## start PROVIDED DATA

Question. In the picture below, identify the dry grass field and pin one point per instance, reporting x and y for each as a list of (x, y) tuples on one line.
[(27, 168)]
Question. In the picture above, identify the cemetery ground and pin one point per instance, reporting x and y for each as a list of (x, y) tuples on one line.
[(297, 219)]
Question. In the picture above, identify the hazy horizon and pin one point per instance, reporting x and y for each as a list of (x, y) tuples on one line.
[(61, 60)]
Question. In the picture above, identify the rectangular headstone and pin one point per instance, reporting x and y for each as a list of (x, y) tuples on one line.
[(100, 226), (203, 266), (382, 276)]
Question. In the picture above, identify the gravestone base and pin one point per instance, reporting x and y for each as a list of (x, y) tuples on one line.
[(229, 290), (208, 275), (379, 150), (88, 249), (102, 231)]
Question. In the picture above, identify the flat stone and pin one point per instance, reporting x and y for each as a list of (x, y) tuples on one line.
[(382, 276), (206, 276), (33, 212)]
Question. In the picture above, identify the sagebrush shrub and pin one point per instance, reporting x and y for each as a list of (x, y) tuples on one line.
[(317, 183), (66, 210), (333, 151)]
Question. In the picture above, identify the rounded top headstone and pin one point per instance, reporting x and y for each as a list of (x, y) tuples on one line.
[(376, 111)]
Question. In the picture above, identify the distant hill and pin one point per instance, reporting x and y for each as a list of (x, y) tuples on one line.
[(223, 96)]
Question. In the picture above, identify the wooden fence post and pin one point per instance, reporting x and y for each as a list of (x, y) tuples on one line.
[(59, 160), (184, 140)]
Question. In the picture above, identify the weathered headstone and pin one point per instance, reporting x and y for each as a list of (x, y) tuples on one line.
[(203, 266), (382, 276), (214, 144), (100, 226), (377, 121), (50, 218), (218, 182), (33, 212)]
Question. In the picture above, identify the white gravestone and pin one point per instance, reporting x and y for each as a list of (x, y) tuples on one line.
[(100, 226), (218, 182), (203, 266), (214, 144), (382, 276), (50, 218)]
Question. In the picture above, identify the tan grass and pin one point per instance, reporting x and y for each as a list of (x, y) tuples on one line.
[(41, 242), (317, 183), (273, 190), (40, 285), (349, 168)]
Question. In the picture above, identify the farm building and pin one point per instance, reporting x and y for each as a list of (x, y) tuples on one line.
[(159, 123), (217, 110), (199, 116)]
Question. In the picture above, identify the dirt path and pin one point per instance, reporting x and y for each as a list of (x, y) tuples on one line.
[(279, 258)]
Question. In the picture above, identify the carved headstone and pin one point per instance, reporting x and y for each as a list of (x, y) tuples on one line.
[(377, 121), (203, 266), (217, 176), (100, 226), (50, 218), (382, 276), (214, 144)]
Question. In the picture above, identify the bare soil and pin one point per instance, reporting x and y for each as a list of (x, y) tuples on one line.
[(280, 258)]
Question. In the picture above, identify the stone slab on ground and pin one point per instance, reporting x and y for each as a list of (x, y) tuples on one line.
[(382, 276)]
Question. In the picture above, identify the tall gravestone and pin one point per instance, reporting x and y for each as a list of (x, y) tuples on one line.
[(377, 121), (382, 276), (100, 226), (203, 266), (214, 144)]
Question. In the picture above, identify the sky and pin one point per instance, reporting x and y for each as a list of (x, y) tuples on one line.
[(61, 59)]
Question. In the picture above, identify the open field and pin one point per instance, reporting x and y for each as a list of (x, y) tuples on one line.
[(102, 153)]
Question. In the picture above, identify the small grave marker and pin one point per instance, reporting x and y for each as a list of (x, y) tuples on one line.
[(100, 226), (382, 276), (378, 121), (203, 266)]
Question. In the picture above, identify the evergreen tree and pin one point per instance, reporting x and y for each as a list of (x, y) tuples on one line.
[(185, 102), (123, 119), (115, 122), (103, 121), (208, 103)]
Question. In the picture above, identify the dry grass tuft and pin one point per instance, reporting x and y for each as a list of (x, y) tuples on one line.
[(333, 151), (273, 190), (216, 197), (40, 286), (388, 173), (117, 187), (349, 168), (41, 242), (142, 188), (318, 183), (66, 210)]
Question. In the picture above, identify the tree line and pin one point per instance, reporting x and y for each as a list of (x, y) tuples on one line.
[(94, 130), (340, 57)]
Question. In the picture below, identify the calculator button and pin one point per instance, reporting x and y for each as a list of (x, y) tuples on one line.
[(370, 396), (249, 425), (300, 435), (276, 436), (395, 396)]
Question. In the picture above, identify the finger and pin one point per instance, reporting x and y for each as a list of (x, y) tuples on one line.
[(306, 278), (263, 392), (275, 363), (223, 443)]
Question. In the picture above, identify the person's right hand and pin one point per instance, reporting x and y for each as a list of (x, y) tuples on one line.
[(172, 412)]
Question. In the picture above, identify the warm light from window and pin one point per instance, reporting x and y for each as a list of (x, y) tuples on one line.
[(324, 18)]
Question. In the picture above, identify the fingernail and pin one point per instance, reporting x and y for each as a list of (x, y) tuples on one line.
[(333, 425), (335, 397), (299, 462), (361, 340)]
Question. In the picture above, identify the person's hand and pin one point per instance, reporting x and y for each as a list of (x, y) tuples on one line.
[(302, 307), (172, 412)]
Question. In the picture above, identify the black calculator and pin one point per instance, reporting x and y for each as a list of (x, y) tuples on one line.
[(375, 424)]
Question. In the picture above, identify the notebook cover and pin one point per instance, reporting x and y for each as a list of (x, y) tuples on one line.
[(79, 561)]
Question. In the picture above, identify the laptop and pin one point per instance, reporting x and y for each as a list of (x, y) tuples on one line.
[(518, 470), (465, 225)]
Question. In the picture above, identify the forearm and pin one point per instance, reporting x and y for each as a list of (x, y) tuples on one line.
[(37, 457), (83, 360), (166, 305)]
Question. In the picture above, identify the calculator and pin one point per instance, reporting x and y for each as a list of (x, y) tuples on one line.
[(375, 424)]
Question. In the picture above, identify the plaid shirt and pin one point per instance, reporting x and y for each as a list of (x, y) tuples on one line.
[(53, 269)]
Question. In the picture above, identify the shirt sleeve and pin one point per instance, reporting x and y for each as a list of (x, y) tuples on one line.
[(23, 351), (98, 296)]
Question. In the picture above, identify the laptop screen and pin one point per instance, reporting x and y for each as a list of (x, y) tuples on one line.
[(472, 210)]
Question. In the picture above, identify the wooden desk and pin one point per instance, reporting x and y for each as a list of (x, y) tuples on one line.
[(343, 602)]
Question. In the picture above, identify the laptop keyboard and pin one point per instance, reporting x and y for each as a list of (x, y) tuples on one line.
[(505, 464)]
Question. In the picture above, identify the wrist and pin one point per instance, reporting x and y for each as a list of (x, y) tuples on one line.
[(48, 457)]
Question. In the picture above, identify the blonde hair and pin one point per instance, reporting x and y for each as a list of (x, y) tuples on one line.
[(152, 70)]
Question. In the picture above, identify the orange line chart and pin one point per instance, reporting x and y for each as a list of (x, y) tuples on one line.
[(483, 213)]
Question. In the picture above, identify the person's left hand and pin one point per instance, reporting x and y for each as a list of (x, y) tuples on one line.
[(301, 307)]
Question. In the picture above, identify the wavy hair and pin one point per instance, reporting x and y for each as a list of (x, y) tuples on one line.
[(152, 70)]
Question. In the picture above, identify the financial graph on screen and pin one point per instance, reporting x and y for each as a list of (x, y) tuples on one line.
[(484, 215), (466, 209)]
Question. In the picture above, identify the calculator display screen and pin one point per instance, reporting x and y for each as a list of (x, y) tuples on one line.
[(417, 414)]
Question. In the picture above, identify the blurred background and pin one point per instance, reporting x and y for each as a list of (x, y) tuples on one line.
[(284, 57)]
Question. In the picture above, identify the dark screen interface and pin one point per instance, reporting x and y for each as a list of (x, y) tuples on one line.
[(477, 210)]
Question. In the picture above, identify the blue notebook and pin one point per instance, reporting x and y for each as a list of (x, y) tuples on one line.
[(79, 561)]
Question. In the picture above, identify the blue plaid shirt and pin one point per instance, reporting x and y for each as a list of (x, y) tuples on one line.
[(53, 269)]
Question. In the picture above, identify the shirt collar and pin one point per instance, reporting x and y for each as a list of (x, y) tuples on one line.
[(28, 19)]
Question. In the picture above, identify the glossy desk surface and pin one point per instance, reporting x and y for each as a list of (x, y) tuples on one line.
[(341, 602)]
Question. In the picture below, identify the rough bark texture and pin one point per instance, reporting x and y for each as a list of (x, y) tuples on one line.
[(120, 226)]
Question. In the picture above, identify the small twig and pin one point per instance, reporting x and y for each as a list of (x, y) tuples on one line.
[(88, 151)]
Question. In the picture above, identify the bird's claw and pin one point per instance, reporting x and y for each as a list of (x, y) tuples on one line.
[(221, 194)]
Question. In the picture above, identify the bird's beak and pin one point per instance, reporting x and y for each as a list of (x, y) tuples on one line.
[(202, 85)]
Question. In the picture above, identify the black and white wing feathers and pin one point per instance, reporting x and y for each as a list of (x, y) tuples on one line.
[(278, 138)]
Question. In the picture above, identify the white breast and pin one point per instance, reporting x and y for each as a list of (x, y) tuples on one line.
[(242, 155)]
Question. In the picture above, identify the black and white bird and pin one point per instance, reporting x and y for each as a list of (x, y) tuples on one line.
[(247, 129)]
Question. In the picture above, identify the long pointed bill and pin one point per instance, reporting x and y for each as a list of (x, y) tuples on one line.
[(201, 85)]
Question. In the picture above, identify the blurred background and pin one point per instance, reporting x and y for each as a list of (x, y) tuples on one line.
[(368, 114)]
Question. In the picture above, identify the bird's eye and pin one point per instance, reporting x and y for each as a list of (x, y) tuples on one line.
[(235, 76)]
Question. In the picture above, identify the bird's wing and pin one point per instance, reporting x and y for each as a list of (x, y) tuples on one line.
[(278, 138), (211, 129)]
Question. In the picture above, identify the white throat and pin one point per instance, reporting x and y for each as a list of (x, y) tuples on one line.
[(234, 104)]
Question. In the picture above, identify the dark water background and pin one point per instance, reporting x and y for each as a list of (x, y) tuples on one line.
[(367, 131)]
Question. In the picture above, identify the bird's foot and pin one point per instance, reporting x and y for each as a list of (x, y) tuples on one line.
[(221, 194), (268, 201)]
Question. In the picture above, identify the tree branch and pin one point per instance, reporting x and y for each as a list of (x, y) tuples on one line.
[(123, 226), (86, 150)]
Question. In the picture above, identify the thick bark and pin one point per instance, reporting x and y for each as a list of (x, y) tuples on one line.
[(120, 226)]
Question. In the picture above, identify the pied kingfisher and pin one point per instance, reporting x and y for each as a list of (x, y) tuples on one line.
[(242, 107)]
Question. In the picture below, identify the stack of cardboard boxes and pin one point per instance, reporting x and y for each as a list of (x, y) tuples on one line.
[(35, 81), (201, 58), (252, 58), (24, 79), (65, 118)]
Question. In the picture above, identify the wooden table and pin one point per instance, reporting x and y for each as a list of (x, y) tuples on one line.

## end PROVIDED DATA

● **EXERCISE DESCRIPTION**:
Lay out the records above, from the line with "Question. In the picture above, identify the financial" to the line with "[(484, 215), (466, 209)]", as a two-column CSV headed instruction and output, one row per record. Put each record's text and its answer in a single quoted field, with line breaks replaced by spaces.

● **SOLUTION TO THIS TASK**:
instruction,output
"Question. In the picture above, identify the financial graph on screen and pin one point per instance, reporting x and y for each as a list of (x, y) tuples on one line.","[(484, 215), (466, 209)]"